● EXCERPTED RECORDS

++++++++++

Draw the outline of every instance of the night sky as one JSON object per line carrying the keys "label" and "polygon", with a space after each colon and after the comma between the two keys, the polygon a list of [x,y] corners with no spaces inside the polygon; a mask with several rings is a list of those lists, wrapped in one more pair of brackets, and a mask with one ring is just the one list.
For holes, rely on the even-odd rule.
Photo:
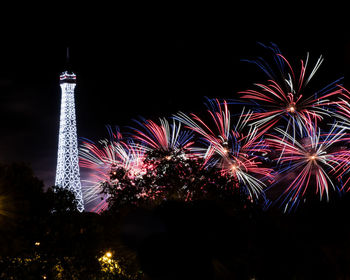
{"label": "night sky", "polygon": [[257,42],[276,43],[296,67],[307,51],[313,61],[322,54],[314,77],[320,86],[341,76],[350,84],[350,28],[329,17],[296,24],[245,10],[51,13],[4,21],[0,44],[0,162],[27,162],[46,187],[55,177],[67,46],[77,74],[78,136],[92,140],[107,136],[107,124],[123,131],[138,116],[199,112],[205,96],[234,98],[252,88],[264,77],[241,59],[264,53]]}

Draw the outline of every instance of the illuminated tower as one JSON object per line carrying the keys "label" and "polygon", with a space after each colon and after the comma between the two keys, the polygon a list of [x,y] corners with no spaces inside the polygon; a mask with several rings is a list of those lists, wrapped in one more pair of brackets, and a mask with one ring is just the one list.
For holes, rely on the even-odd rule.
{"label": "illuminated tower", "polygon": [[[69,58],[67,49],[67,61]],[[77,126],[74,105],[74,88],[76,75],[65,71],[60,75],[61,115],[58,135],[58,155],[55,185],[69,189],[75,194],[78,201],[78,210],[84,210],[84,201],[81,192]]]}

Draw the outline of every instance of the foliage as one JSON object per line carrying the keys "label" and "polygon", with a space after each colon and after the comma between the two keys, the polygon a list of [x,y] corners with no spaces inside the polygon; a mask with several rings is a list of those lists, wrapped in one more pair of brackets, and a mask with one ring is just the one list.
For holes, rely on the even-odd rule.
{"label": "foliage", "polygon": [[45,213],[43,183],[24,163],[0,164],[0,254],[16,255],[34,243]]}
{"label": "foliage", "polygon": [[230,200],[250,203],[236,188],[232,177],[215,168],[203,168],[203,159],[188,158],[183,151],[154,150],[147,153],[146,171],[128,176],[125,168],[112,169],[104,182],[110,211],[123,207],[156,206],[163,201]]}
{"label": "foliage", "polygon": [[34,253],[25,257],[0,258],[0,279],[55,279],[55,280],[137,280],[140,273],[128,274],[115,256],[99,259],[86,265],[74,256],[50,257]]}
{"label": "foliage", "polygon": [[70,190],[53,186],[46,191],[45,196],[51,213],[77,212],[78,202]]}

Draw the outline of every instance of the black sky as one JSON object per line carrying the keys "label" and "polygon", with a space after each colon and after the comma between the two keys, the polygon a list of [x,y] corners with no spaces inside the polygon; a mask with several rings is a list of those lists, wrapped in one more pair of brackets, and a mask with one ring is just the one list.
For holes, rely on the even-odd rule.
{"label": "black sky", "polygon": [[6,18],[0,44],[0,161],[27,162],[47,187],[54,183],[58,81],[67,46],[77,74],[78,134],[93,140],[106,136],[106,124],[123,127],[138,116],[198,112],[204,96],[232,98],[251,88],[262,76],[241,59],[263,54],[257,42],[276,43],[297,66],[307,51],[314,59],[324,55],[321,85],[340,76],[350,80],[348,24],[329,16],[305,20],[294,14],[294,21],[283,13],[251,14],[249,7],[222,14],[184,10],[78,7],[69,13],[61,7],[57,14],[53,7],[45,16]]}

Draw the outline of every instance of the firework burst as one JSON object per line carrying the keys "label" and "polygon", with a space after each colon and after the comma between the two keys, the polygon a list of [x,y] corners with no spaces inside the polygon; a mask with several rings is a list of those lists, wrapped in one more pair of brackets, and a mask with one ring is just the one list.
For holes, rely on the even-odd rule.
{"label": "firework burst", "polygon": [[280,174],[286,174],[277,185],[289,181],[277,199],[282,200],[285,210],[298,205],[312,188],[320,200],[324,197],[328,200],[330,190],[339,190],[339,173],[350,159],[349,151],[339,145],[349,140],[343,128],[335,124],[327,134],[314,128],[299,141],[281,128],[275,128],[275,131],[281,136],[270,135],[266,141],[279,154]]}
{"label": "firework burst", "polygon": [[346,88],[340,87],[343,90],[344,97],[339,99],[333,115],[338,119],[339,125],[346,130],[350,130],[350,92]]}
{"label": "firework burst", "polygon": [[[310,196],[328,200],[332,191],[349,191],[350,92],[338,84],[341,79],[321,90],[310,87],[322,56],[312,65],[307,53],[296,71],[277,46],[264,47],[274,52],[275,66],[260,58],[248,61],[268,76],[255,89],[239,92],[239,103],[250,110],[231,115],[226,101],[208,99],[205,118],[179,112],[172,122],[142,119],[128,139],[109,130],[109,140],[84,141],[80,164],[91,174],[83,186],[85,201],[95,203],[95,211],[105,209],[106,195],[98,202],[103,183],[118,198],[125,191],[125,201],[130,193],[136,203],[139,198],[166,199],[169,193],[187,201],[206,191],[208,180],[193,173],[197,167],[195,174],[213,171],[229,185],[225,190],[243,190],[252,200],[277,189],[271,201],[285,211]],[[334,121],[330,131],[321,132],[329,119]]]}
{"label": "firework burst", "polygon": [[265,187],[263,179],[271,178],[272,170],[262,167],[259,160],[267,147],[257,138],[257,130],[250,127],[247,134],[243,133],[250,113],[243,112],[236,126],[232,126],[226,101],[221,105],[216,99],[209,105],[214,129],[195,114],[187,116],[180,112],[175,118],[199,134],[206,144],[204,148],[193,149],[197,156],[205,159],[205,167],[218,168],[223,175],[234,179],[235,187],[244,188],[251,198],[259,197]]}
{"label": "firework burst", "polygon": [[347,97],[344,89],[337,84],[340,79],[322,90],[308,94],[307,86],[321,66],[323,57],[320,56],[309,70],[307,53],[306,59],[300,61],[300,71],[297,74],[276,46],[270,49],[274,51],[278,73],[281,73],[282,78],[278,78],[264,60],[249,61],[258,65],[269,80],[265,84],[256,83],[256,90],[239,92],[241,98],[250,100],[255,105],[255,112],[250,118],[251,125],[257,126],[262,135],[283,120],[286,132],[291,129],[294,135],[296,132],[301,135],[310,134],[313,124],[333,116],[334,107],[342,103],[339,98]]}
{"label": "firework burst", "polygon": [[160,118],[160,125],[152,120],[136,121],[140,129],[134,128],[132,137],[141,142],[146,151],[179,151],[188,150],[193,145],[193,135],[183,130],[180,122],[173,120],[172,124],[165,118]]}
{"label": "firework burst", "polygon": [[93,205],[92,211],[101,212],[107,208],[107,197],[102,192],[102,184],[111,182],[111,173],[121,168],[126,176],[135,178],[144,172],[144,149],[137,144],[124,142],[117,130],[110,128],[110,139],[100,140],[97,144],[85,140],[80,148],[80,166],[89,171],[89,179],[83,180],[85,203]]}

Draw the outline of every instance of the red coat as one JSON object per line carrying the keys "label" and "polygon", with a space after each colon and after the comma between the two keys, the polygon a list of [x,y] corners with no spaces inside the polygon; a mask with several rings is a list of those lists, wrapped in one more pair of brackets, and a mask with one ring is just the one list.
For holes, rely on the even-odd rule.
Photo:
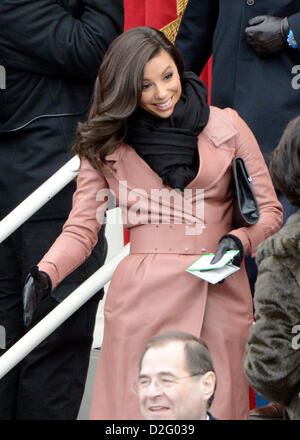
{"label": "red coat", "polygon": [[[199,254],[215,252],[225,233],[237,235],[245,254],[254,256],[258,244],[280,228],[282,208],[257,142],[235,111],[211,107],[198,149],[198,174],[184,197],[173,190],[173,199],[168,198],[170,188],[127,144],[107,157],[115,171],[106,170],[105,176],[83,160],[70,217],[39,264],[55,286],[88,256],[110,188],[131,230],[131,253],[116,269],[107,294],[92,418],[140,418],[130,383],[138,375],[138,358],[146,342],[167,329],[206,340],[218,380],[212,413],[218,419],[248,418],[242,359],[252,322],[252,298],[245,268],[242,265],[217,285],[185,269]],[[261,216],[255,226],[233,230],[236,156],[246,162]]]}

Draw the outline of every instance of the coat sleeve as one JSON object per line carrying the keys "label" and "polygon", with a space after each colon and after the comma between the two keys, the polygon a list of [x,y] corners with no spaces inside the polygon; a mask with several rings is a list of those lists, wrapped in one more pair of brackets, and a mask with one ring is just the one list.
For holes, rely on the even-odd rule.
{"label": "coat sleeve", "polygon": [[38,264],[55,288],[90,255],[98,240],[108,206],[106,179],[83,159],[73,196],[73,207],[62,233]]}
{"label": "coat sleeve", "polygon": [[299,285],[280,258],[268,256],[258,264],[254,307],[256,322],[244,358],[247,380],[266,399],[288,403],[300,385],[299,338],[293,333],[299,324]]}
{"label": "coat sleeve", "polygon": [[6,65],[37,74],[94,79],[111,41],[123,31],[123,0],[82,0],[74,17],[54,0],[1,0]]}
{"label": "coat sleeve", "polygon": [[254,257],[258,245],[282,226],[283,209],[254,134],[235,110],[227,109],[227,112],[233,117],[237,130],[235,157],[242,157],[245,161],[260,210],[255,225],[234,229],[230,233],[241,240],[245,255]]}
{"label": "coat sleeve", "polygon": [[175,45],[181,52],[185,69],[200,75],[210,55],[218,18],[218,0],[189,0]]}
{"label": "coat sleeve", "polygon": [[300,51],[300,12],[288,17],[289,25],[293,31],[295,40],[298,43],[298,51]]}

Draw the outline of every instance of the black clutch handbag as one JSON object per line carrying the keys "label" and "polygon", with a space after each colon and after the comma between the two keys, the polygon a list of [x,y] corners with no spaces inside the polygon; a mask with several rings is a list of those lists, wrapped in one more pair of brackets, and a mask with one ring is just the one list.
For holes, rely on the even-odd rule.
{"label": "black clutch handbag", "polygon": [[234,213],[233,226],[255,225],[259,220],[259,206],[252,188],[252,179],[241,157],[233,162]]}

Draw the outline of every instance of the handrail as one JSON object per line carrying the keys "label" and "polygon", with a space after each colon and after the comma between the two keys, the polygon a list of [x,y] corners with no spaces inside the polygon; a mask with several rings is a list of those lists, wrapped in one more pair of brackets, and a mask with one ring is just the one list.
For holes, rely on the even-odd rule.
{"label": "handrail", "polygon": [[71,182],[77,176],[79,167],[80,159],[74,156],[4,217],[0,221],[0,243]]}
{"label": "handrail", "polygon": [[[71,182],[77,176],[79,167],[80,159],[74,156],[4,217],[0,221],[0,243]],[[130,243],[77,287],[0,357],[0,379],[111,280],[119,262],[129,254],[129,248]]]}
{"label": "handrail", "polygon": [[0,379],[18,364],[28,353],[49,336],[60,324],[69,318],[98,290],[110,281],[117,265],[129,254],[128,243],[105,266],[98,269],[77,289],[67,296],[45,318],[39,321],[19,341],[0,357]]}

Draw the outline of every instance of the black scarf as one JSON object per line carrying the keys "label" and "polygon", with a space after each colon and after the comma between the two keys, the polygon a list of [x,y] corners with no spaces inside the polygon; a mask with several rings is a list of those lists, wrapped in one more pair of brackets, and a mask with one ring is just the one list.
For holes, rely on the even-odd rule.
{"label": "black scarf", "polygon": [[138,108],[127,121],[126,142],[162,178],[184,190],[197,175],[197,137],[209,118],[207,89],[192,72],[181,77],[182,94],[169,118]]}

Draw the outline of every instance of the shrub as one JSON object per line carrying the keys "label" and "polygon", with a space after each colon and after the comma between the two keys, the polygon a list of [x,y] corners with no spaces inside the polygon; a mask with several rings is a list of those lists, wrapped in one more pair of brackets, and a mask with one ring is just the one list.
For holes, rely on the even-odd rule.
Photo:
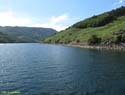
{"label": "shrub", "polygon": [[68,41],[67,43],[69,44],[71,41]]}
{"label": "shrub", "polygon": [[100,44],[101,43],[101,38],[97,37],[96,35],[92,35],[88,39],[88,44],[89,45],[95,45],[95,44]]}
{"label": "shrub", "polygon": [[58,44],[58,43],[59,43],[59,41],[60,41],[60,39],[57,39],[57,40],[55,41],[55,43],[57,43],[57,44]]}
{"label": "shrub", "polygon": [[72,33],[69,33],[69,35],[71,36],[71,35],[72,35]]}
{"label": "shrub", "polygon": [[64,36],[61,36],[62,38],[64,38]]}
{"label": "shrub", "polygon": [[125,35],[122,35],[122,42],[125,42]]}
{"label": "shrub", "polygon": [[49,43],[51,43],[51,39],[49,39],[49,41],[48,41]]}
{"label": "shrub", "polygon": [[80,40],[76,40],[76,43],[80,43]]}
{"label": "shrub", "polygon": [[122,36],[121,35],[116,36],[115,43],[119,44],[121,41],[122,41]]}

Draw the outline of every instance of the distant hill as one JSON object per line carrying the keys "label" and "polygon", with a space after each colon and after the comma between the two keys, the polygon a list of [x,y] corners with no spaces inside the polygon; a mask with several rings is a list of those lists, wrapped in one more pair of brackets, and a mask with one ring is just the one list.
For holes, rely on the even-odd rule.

++++++++++

● PROBLEM TO SOLVE
Could you repeat exactly the lines above from the line with "Draw the outline of every instance of the black clutch" up to and including the line with "Draw the outline of every instance of the handrail", and only those?

● YOUR SOLUTION
Draw the outline of every instance of the black clutch handbag as one JSON object per line carrying the keys "label" and "polygon", with a space after each colon and after the comma between the two keys, the polygon a list of [x,y] corners with no spaces inside the polygon; a mask with several rings is a list of those lists, wrapped in one more pair of brackets, and a mask with one ring is just the one list.
For holes, rely on the even-odd rule.
{"label": "black clutch handbag", "polygon": [[234,213],[233,226],[255,225],[259,220],[259,206],[252,188],[252,179],[241,157],[233,162]]}

Draw the outline of every instance of the handrail as one JSON object per line carrying the keys "label" and "polygon", with a space after each colon and after the comma between the two keys, the polygon a list of [x,y] corners with no spaces inside the polygon; a mask with several rings is a list of those lists, wrapped in one more pair of brackets, and a mask with one ring is just the one list.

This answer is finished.